> [REQUIRED WORK]:
**a)** Rewrite the Ivory Coast football text starting at "The national team won the Africa Cup" and ending at "grips every year.", swapping "sponsored" for "backed".
**b)** Extend the Ivory Coast football text with a few sentences that pick up after its final line.

- Country: Ivory Coast
- Governing body: Ivorian Football Federation
- National team: men's national team

National competitions
- Coupe de Côte d'Ivoire

Club competitions
- Ligue 1 (Ivory Coast)

International competitions
- Champions League CAF Confederation Cup Super Cup FIFA Club World Cup FIFA World Cup (National Team) African Cup of Nations (National Team)

= Football in Ivory Coast =

Football is the most popular sport in Ivory Coast. 50% of the Ivorian people consider themselves football fan. Algeria, Cameroon, Ghana, Morocco, Senegal and South Africa are the only African countries with an equal or higher percentage.

The national team won the Africa Cup of Nations in Senegal in 1992. In 2006 they participated in the 2006 World Cup in Germany. The youth national teams have also done well in world championships, and the clubs from Ivory Coast have won several continental titles. The Ivory Coast national team won a second African cup of nations in 2015.

Famous players from the country include Kolo Touré, Didier Drogba, Wilfried Bony, Yaya Touré, Gervinho, Seydou Doumbia, and Salomon Kalou.

== National competitions ==

The national championship, organised by the Ivorian Football Federation and sponsored by the company Orange, features 16 clubs in Division 1, 36 in Division 2, 36 in Division 3.

Two national cups, the Coupe de Côte d'Ivoire and the Coupe Houphouët-Boigny, put these clubs to grips every year.

| Level | League(s)/Division(s) |  |  |  |  |  |  |  |
| 1 | Ligue 1 14 clubs |  |  |  |  |  |  |  |
| 2 | Ligue 2 Poule A 12 clubs |  | Ligue 2 Poule B 12 clubs |  |
| 3 | Championnat D3 Poule A 10 clubs | Championnat D3 Poule B 10 clubs | Championnat D3 Poule C 9 clubs | Championnat D3 Poule D 9 clubs |

== International Competitions ==

=== National Teams ===
In 1984 the Ivory Coast organized the African Cup of Nations with matches in Abidjan and Bouaké. To support the National team and because of the popularity of this sport in the country, the government decided to close the schools for the duration of the competition. Although the national team was eliminated in the first round of the event, no course took place for 2 weeks.

The national team won the African Cup of Nations in 1992 and was a finalist in the competition in 2006. In 2006, for the first time in its history, Ivory Coast qualified for the 2006 FIFA World Cup. In 2008, his Olympic team qualified for the 2008 Summer Olympics.

> [ENTRIES PROVIDED]:
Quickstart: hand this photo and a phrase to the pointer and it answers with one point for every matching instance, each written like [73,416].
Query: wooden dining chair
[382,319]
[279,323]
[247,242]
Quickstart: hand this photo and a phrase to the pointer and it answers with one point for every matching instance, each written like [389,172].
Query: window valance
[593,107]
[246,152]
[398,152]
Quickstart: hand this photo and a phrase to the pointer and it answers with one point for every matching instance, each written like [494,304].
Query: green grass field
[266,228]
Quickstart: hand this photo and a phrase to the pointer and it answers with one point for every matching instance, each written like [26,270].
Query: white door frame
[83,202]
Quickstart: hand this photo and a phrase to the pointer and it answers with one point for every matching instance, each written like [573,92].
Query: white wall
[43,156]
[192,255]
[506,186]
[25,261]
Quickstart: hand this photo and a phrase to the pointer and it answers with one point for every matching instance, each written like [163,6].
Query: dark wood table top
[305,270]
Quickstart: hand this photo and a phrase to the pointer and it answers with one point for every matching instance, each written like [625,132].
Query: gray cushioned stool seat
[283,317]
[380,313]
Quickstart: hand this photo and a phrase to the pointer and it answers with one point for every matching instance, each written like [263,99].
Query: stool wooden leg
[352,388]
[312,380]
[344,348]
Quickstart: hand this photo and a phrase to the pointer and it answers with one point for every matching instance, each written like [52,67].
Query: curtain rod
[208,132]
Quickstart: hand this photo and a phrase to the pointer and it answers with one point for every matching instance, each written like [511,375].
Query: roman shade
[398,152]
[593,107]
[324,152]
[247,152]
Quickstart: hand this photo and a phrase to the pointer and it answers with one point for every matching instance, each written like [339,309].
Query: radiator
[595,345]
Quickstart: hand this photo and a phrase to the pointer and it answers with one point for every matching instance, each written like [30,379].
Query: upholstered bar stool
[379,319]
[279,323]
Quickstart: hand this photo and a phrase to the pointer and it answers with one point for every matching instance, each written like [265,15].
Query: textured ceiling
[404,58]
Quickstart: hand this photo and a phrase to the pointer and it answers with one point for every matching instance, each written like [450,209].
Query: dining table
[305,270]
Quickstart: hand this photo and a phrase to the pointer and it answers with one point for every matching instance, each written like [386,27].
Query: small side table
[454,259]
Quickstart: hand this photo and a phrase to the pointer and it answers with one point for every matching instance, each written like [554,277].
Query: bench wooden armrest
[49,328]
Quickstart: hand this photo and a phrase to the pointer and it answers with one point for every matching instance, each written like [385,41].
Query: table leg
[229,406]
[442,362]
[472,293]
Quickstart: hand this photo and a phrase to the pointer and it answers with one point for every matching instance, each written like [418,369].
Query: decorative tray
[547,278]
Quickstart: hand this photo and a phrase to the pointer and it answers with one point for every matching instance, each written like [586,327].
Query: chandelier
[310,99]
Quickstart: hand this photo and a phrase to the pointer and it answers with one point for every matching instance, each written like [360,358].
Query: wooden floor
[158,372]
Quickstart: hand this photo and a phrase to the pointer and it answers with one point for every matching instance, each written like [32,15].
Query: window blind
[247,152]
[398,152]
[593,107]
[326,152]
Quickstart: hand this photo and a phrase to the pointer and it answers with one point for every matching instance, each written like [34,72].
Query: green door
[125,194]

> [ANSWERS TO THE PROBLEMS]:
**a)**
The national team won the Africa Cup of Nations in Senegal in 1992. In 2006 they participated in the 2006 World Cup in Germany. The youth national teams have also done well in world championships, and the clubs from Ivory Coast have won several continental titles. The Ivory Coast national team won a second African cup of nations in 2015.

Famous players from the country include Kolo Touré, Didier Drogba, Wilfried Bony, Yaya Touré, Gervinho, Seydou Doumbia, and Salomon Kalou.

== National competitions ==

The national championship, organised by the Ivorian Football Federation and backed by the company Orange, features 16 clubs in Division 1, 36 in Division 2, 36 in Division 3.

Two national cups, the Coupe de Côte d'Ivoire and the Coupe Houphouët-Boigny, put these clubs to grips every year.

**b)**
=== Clubs ===
- ASEC Mimosas is based in Abidjan and won the CAF Champions League in the 1998 edition. They also won the 1999 CAF Super Cup over Espérance sportive de Tunis
- Stade Abidjan is based in Abidjan and was the first Ivory Coast club to win a continental competition when they won the 1966 African Cup of Champions Clubs.
- Africa Sports d'Abidjan is based in Abidjan and won the 1992 and 1999 editions of the African Cup Winners' Cup.
- Stella Club d'Adjamé is based in Abidjan the CAF Super Cup in 1993.

Ivory Coast clubs have won 6 continental trophies: two in the African Champions League, three Cup victories and a cup success of the African Football Confederation.
It should be added that Ivory Coast has also won several small subregional tournaments (West Africa) in the club or with its national team. In particular the tournaments of the Council of the Agreement those of ECOWAS or those organised by the UFOA, the Union of the West African Football federations.

==Women's football==

The women's national team qualified for the 2015 FIFA Women's World Cup.

==Support==
Twitter research from 2015 found that the most popular English Premier League club in Ivory Coast was Chelsea, with 35% of Ivorian Premier League fans following the club, followed by Arsenal (23%) and Manchester United (15%).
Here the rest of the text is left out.